EXERCISE REQUIREMENTS: Return the entries word for word, from their first line through the line containing "x=674, y=558". Leave the pictures out of your answer.

::: STORED ROWS :::

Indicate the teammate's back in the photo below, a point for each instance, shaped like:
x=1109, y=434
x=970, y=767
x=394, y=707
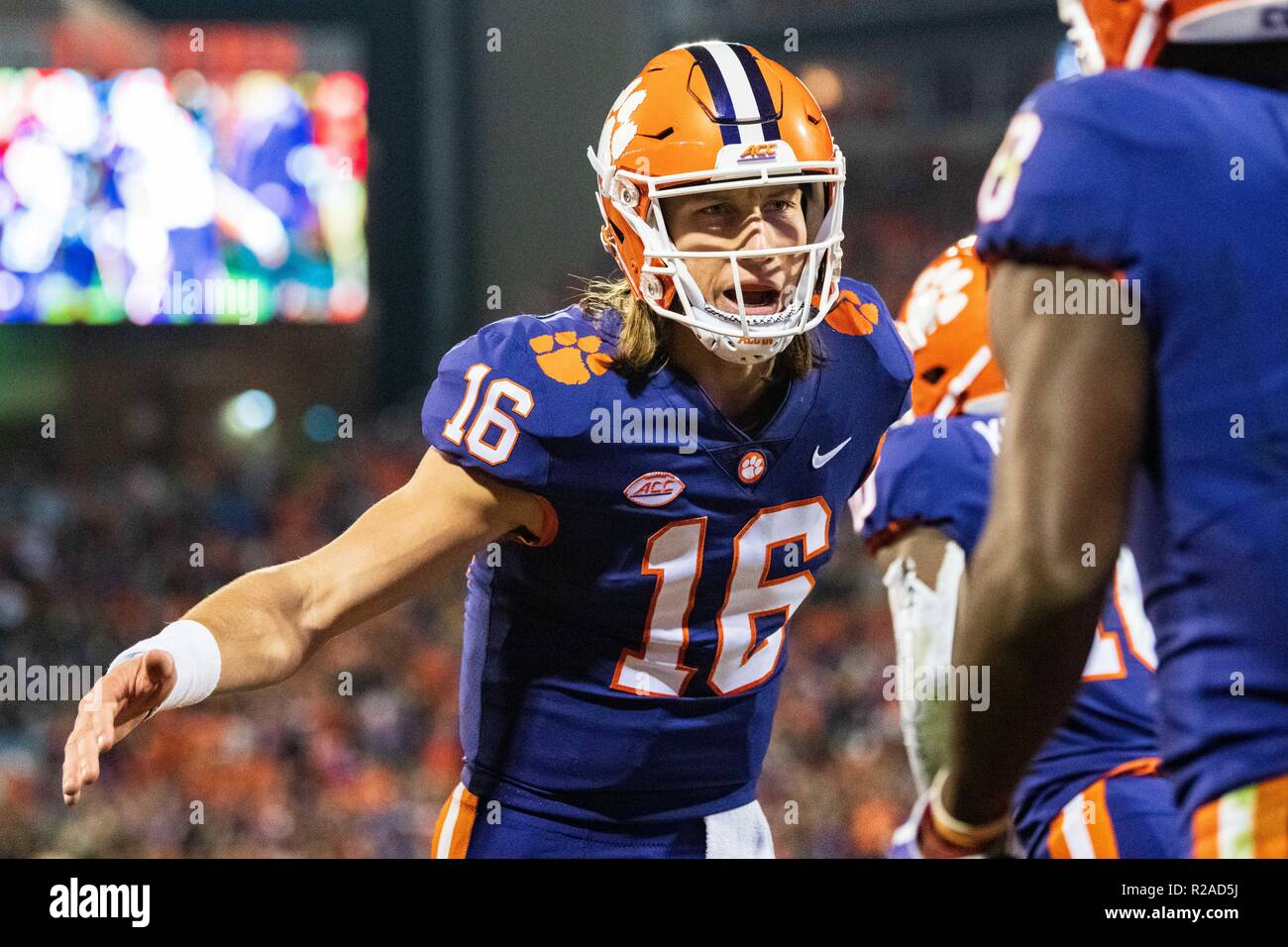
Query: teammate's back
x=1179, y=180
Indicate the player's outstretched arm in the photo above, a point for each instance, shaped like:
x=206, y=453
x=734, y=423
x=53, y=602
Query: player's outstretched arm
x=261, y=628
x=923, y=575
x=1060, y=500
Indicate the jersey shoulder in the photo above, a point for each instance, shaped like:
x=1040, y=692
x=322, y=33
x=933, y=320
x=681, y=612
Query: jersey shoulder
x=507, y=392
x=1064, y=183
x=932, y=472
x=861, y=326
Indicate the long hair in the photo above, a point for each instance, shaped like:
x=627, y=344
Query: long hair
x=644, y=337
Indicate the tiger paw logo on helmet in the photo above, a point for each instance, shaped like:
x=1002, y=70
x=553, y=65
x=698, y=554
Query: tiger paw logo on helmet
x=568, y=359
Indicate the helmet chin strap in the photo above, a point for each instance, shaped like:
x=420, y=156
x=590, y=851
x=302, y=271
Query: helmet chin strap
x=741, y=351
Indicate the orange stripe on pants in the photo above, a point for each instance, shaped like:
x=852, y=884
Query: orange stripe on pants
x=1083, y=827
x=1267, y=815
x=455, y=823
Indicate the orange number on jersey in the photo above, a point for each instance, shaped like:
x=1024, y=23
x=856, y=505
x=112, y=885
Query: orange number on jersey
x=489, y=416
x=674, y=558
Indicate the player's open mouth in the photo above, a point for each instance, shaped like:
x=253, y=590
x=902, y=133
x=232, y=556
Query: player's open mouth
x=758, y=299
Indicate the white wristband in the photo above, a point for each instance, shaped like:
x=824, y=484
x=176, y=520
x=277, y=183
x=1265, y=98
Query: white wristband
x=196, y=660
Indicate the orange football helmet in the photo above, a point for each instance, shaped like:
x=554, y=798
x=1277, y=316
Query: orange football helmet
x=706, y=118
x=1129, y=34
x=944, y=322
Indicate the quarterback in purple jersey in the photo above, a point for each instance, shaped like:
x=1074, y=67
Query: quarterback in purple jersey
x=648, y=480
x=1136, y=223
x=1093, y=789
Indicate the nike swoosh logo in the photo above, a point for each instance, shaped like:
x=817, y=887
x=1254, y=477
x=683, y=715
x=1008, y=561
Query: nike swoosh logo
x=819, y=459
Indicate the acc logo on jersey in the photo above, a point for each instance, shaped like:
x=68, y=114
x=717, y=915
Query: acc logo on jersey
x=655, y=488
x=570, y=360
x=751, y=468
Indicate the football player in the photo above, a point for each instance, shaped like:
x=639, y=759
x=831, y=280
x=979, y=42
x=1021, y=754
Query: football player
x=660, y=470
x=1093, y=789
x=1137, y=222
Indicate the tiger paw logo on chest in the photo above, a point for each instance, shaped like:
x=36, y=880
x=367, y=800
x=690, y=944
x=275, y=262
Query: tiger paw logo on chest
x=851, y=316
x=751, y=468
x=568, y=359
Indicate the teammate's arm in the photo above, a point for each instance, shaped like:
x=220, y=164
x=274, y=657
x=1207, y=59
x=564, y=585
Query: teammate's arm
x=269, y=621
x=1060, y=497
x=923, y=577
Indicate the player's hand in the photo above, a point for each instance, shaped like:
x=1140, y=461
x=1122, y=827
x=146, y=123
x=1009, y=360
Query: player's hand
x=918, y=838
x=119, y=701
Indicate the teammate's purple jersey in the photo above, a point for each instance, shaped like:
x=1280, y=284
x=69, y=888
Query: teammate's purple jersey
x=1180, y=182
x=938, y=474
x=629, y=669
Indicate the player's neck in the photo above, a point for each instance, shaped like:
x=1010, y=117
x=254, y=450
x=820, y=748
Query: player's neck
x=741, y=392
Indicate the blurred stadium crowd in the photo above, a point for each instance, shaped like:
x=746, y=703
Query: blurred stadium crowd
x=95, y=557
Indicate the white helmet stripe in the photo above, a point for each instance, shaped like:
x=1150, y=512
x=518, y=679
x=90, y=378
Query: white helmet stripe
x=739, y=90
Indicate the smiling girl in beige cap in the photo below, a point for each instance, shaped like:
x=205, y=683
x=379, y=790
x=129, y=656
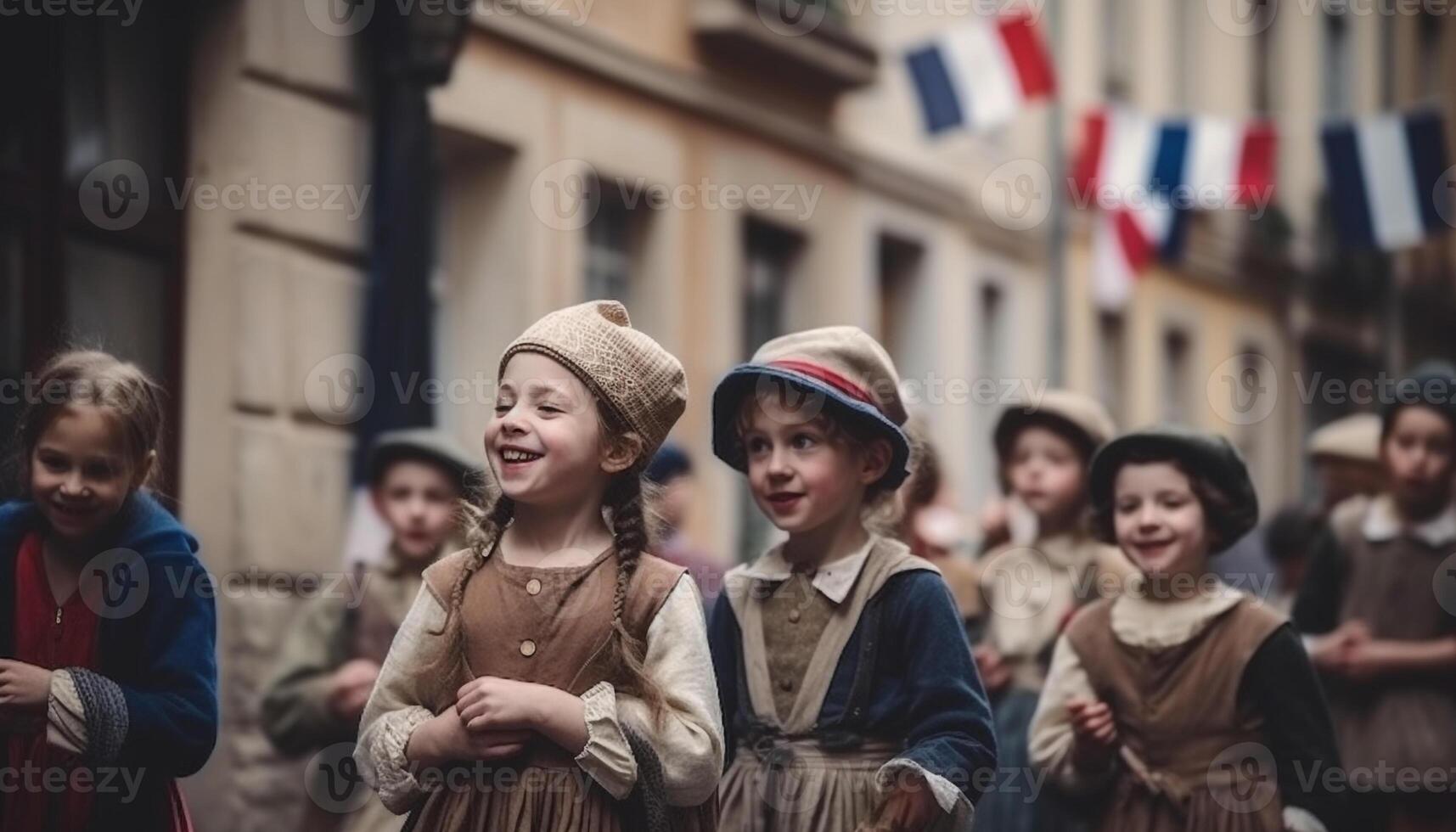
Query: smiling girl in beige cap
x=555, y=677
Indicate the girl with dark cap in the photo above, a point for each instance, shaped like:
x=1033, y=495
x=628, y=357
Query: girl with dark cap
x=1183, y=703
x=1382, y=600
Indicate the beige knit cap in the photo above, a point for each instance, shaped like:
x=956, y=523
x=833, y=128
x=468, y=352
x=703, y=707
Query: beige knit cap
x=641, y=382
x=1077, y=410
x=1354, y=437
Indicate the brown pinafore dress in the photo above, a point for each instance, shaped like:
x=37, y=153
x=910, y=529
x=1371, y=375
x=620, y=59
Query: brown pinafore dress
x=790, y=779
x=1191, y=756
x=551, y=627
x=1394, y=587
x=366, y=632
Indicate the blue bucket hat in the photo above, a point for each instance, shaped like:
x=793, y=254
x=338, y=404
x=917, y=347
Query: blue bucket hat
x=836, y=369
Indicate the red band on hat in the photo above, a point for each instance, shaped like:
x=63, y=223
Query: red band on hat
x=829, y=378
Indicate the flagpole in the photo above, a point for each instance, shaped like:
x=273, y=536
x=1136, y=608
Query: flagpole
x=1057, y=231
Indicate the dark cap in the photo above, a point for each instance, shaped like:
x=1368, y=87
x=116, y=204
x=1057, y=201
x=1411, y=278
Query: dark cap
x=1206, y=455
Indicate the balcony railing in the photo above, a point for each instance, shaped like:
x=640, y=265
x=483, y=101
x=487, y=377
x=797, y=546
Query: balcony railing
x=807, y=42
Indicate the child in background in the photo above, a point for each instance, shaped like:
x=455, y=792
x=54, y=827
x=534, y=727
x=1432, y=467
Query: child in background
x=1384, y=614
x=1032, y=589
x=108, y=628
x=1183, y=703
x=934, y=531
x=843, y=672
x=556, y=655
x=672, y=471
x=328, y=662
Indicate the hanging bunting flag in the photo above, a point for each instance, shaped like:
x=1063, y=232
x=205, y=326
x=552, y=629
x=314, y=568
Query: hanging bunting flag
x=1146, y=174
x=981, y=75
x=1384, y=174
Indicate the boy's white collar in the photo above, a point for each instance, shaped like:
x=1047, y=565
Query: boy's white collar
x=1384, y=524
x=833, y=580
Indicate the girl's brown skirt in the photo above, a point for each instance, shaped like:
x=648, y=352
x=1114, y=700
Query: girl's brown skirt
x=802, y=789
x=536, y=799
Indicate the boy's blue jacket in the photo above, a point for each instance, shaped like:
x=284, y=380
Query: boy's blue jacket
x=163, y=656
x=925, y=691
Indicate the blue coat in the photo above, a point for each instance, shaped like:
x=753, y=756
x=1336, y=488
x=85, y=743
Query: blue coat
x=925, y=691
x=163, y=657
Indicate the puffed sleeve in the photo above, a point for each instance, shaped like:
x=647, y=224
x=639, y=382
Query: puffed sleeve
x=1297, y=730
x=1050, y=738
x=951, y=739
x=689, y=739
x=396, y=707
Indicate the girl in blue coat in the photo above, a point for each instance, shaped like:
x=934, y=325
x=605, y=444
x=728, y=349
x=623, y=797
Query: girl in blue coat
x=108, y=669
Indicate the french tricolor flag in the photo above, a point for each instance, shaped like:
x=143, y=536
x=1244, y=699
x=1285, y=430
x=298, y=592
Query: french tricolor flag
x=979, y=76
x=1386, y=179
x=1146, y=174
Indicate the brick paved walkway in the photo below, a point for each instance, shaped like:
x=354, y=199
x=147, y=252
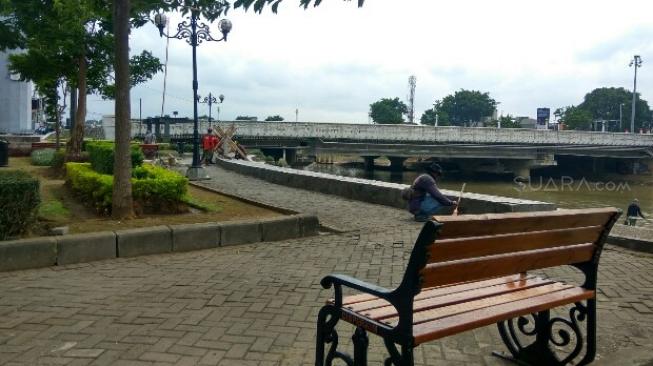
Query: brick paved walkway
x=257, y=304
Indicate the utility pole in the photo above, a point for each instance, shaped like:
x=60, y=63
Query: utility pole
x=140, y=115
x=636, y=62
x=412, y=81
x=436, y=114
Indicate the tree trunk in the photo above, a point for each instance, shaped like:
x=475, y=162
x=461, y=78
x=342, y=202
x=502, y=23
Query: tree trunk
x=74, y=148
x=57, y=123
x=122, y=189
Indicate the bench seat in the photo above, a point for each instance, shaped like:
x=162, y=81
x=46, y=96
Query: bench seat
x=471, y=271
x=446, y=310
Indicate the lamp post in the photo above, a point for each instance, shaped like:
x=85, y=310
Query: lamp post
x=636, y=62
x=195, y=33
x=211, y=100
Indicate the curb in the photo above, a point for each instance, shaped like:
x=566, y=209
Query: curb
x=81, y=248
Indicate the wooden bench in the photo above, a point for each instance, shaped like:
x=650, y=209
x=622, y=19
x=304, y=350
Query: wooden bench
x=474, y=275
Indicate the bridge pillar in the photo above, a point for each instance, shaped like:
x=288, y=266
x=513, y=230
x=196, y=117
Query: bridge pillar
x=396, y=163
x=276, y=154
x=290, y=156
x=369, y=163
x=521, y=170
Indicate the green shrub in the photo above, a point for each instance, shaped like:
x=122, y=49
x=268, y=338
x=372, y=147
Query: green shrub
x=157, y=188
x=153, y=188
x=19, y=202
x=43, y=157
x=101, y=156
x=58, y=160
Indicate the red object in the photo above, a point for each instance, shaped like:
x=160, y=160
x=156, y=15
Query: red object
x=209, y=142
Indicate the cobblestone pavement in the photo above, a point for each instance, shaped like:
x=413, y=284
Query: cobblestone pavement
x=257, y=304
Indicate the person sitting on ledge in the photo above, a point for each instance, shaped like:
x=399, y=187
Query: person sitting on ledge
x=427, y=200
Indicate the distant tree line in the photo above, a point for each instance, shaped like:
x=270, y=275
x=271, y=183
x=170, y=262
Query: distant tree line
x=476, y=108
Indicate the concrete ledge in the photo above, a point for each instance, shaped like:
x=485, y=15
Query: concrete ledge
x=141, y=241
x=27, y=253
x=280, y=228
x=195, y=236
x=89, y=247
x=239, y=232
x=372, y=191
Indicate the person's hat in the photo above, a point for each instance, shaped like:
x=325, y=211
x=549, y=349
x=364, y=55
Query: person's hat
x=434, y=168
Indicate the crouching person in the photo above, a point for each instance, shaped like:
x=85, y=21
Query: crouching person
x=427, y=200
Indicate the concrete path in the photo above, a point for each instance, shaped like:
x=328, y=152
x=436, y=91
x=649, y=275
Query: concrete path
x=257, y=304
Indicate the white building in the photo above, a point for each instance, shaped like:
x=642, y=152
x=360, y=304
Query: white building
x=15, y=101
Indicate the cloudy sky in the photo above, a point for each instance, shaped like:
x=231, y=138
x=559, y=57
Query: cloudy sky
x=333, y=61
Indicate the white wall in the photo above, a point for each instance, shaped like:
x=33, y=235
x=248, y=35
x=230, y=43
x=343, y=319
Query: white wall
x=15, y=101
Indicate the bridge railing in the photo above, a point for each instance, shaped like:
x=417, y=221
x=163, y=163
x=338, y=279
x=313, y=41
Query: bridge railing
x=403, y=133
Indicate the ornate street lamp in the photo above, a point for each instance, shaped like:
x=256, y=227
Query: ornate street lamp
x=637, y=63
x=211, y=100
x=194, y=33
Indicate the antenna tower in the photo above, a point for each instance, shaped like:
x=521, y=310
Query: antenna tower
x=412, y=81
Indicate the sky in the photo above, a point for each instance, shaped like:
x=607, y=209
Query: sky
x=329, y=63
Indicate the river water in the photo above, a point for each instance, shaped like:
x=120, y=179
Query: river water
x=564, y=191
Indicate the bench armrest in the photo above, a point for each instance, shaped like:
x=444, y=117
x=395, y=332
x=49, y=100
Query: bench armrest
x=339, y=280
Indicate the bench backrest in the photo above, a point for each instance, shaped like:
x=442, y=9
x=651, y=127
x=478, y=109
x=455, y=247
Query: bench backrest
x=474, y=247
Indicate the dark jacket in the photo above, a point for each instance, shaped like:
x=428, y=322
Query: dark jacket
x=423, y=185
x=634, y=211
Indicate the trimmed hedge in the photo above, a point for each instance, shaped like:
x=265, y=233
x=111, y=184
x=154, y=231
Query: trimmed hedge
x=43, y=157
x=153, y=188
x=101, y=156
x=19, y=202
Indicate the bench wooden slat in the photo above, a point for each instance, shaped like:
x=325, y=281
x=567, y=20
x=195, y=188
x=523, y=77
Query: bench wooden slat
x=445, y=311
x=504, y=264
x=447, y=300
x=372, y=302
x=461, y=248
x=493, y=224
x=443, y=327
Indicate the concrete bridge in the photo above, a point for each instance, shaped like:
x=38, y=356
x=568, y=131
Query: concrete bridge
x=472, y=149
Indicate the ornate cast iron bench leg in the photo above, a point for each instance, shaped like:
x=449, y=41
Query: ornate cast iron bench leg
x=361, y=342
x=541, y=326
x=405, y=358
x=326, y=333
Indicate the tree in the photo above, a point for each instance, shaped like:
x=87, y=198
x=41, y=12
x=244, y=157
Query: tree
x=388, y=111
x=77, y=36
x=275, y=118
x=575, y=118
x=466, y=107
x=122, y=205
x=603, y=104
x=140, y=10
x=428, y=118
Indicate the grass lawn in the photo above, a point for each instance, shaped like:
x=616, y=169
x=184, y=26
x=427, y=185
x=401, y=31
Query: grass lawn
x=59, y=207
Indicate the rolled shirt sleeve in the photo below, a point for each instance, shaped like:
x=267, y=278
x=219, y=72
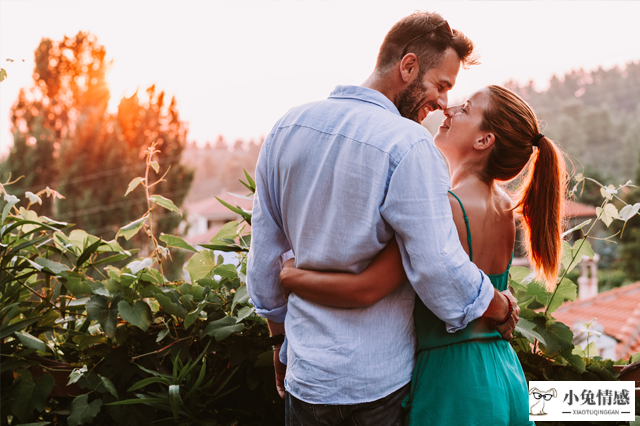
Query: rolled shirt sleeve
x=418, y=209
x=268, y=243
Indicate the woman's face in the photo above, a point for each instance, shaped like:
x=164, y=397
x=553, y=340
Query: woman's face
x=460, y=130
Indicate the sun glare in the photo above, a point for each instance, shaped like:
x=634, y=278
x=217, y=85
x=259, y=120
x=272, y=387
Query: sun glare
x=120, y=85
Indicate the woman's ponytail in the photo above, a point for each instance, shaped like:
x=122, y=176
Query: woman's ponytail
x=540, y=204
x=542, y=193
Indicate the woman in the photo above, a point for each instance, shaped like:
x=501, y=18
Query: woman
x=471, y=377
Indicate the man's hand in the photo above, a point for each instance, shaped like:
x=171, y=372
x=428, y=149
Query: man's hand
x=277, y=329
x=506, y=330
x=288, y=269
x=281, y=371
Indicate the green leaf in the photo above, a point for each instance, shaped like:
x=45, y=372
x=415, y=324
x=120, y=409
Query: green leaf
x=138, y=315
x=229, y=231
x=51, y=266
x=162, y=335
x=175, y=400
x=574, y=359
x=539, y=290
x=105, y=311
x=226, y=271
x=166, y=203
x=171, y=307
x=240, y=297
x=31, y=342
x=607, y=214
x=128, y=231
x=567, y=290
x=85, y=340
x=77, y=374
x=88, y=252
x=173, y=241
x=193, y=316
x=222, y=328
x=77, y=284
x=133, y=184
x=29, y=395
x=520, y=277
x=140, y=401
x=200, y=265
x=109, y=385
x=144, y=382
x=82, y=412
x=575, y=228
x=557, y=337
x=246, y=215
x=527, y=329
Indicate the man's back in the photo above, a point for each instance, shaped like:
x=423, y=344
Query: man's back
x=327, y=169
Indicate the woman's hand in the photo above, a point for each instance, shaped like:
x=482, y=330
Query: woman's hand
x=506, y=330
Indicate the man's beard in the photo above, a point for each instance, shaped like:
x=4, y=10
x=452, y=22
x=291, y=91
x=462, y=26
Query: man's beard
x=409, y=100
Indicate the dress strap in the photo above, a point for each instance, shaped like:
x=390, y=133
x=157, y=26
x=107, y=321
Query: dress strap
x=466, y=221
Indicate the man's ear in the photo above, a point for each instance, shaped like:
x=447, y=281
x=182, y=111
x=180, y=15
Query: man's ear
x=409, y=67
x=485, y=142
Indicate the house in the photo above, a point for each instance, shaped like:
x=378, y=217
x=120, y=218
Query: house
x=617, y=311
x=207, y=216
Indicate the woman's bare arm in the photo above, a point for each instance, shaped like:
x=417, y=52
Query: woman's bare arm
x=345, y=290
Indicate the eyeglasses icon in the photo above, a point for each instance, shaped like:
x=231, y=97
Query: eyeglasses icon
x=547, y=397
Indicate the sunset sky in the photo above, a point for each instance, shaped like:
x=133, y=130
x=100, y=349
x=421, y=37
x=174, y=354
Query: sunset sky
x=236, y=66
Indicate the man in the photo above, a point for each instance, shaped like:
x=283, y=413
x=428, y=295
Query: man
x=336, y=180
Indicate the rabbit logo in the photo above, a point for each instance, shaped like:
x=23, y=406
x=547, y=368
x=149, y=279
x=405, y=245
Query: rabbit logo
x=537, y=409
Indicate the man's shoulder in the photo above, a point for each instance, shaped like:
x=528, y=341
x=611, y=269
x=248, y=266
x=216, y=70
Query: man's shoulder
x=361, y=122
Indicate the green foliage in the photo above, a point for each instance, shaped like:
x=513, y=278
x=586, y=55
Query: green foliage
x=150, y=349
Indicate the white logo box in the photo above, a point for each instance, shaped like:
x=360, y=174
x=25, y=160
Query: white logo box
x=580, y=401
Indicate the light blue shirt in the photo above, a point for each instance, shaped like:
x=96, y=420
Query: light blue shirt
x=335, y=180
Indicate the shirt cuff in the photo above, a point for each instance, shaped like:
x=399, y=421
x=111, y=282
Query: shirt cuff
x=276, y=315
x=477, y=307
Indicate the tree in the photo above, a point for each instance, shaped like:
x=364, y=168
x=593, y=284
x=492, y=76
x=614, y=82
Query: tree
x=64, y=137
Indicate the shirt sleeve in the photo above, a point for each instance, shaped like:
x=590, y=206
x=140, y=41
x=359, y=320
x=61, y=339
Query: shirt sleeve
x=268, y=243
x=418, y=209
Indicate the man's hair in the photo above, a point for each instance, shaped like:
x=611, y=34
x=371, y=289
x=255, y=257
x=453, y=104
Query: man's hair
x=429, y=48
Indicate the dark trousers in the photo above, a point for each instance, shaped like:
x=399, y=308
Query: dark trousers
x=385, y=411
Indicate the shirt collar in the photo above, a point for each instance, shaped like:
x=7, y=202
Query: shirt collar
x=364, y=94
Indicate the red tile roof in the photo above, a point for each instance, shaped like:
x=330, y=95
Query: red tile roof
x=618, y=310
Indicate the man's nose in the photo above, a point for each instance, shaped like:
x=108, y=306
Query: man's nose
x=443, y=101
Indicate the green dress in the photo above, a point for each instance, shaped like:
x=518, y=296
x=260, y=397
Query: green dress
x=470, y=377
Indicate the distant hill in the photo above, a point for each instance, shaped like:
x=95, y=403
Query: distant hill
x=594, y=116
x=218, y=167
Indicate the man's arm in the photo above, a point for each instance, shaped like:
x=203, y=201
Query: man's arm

:::

ANSWER BELOW:
Indicate the teammate's back in the photo below, a point for each instance, shaped like:
x=1109, y=434
x=970, y=767
x=394, y=707
Query: teammate's back
x=1179, y=180
Indicate the player's outstretched arm in the photo above, a point for each instance, shaped like:
x=206, y=453
x=734, y=423
x=53, y=602
Query: player's outstretched arm
x=261, y=628
x=923, y=575
x=1060, y=500
Indicate the jersey shoulder in the photo above, a point for each instance, shaped like:
x=1040, y=692
x=322, y=33
x=933, y=320
x=681, y=612
Query: jersey shoulder
x=507, y=392
x=1064, y=183
x=932, y=472
x=861, y=326
Indicate the long hair in the photo above, a point for each instance, shaped like:
x=627, y=344
Query: long hair
x=644, y=337
Indicate the tiger paw logo on helmet in the photo above, a point for each instance, shaped like:
x=1002, y=70
x=553, y=65
x=698, y=554
Query: tiger paw logo on helmet
x=568, y=359
Indicate the helmet chin strap in the photo above, a point for each instance, shaped like:
x=420, y=156
x=590, y=851
x=302, y=271
Query: helmet chin strap
x=741, y=351
Indicate the orange stripe on pants in the photo above, a point for each instance, shaped like:
x=852, y=884
Query: orange stripe on pants
x=1083, y=827
x=1267, y=815
x=455, y=823
Indicate the orange number on jersey in the photo above, a point for each instance, shaped like:
x=1024, y=23
x=856, y=505
x=112, y=885
Query: orange number on jersey
x=489, y=416
x=674, y=558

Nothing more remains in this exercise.